Tasks for this exercise
[A] Set down verbatim the stretch of the post on combat and homicide from "In the comments" through "into crazy killers.".
[B] In the post on combat and homicide, what level did homicide rates return to in 1946?
[C] Extend the post on combat and homicide past its final sentence.

── Text for analysis

In the comments to the previous post, Brooksfoe, who I respect a great deal, points out that the narrative "Soldiers exposed to combat come home to kill" does not flunk the gut check test.
No, indeed, it doesn't. I can build a quite plausible story where combat makes people into crazy killers.
The problem is, it's just a story. History is full of those stories that turned out not to be true. As my commenter points out, I can also build a plausible story where combat makes you realize the sanctity of human life and makes you less likely to kill. Or where the amazing human capacity for compartmentalization makes it have no overall effect. A look at one piece of gross evidence--the massive return of combat troops post World War II does not seem to show evidence of a killing spree; homicide rates fall during the war (not surprising; we shipped our prime homicide age overseas by the millions, plus national emergencies tend to surpress both crime and suicide); rates return to their 1940 level in 1946, then fall rapidly, which is not what I would expect if combat is really so brutalizing. But lots of things changed, yadda yadda. The point is, there is usually more than one plausible story. To check whether your story is true, you need data.
The Times article purports to provide data. But it does not. It provides raw numbers without reference to the size of the relevant population. This is statistical garbage. I'm sure that some Ivy League graduates committed crimes during the same period, and some of them probably blamed it on their high stress upbringing. But this does not tell us anything without knowing how many Ivy League graduates there are.

────
── Records supplied

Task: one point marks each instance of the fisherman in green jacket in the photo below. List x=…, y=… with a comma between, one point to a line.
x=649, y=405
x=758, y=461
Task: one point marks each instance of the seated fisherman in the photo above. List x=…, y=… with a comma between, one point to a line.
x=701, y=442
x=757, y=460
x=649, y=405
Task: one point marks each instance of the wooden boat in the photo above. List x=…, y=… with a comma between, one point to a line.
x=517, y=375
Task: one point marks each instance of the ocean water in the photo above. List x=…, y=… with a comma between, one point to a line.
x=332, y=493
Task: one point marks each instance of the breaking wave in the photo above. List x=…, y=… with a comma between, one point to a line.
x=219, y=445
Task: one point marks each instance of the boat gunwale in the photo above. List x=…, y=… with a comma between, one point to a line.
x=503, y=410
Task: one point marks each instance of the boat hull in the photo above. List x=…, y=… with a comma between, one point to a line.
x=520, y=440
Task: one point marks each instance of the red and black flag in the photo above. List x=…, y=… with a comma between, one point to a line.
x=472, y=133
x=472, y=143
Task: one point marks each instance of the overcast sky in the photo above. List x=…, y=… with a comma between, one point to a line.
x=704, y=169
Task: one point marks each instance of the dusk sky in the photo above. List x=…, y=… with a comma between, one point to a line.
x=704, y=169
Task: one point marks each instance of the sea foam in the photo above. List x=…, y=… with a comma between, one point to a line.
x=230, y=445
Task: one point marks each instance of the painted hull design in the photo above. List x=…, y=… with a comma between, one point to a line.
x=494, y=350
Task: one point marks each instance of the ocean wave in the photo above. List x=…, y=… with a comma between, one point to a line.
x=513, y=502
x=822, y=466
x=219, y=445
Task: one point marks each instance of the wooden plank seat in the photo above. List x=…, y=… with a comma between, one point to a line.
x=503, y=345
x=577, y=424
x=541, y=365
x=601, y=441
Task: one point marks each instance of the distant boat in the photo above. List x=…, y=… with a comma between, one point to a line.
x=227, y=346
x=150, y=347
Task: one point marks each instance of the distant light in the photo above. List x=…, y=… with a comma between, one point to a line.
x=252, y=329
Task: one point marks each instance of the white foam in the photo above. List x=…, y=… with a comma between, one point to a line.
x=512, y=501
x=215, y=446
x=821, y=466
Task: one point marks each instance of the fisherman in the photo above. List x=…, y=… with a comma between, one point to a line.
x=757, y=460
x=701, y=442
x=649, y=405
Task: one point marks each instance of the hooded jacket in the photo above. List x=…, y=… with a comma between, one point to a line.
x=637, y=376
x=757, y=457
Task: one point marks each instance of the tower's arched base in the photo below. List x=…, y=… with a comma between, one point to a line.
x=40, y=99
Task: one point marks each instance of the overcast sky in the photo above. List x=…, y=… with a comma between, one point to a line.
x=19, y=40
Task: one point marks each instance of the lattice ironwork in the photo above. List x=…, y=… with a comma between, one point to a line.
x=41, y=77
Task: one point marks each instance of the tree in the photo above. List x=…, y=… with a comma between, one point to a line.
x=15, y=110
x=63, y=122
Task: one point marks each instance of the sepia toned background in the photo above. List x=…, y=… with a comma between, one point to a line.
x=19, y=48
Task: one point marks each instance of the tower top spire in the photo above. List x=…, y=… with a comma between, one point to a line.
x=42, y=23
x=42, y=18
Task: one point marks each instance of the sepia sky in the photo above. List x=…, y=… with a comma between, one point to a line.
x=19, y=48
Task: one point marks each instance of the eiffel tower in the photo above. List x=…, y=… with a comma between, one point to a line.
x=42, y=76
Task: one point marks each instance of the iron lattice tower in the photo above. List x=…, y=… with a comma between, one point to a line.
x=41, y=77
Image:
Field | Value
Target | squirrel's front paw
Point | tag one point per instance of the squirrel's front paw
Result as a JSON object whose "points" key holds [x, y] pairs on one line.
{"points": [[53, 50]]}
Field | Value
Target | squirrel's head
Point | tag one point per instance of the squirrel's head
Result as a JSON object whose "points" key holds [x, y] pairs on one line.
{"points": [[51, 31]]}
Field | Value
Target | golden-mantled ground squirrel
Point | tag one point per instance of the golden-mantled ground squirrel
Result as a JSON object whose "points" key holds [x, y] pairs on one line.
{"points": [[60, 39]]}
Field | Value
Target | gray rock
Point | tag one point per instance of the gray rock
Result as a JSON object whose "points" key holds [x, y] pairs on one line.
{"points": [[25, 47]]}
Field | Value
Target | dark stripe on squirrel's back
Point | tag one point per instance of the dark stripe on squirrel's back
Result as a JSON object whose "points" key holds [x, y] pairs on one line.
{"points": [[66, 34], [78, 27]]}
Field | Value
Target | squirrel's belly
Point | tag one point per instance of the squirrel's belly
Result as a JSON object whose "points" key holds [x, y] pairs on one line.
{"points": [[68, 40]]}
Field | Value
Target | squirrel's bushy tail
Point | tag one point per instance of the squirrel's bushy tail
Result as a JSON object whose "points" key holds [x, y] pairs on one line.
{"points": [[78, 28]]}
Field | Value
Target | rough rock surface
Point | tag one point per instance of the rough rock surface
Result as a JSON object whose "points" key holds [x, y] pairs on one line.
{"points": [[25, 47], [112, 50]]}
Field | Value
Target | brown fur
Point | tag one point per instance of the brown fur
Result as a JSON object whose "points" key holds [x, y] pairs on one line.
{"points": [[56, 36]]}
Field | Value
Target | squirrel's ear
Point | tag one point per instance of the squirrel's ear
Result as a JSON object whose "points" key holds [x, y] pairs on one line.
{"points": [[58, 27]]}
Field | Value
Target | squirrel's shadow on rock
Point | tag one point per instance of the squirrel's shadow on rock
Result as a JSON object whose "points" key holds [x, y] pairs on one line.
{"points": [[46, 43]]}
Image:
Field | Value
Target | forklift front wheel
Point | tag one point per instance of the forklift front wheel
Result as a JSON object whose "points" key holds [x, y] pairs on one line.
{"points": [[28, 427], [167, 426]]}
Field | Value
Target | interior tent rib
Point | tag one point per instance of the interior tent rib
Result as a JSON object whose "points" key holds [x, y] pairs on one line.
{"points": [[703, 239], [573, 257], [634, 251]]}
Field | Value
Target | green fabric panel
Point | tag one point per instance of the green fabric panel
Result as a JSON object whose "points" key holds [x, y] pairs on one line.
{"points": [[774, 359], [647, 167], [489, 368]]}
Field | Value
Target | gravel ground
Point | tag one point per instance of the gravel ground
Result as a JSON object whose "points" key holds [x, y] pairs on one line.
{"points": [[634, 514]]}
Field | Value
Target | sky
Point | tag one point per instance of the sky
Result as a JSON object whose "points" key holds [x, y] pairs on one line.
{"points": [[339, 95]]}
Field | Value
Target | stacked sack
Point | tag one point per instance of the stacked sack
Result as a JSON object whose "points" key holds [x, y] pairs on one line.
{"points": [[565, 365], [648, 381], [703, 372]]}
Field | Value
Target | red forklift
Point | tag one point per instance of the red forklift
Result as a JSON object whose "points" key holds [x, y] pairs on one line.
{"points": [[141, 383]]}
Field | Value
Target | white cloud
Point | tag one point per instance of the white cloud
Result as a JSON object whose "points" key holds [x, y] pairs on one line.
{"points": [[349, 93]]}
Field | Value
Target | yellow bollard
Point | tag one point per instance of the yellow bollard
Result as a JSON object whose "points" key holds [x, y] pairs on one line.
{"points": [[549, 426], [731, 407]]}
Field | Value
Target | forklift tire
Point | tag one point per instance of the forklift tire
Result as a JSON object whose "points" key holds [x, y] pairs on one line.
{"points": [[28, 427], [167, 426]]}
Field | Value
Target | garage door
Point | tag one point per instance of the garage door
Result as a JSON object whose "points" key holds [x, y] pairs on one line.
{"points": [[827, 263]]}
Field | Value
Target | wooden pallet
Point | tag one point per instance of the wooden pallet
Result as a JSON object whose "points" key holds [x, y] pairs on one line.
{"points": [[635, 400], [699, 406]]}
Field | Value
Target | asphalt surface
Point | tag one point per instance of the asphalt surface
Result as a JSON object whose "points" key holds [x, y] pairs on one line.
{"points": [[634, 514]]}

────

Solved problems
[A]
In the comments to the previous post, Brooksfoe, who I respect a great deal, points out that the narrative "Soldiers exposed to combat come home to kill" does not flunk the gut check test.
No, indeed, it doesn't. I can build a quite plausible story where combat makes people into crazy killers.

[B] They returned to their 1940 level.

[C]
Humans are designed by evolution to make some bad cognitive snap judgements. We are very prone to the post hoc, ergo propter hoc fallacy, because that was the safest way to bet when you're a naked, vulnerable east african plains ape. These heuristics are the best we could do on the veldt, but with time for cooler reflection, the problems become obvious.
In any group of a couple of million people between the ages of 18 and 24, some will be mentally unstable. Some will snap without warning--"He was such a nice boy". Some will commit spectacular, inhuman, surprising crimes which no one will ever hear about outside of their local area because unfortunately, young people snapping is not rare enough to make the national news. Some will drive drunk and be charged with vehicular homicide. Some will abuse their children. Obviously the people in their lives who are shocked by this behavior will associate the fact that they went to Iraq with the change, in the same way that parents of children with autism associate vaccines or other random events with the change that occurred in their children around age two. But that doesn't mean the event caused the change.
To know whether one event caused another, you would first want to know that the event you are seeking a cause for was actually unusual. That's why you need to know whether the homicide rate among veterans actually spikes when compared to a) soldiers who didn't go to war b) similar demographic groups among the population. The New York Times doesn't even try. Their work is not merely anecdotal silliness; it's anecdotal silliness masquerading as actual information. This puts my hackles up.


I'm having trouble squaring all of this with your attack on the homeless veterans number (which I'm very confident is correct) on the basis that it flies in the face of common sense.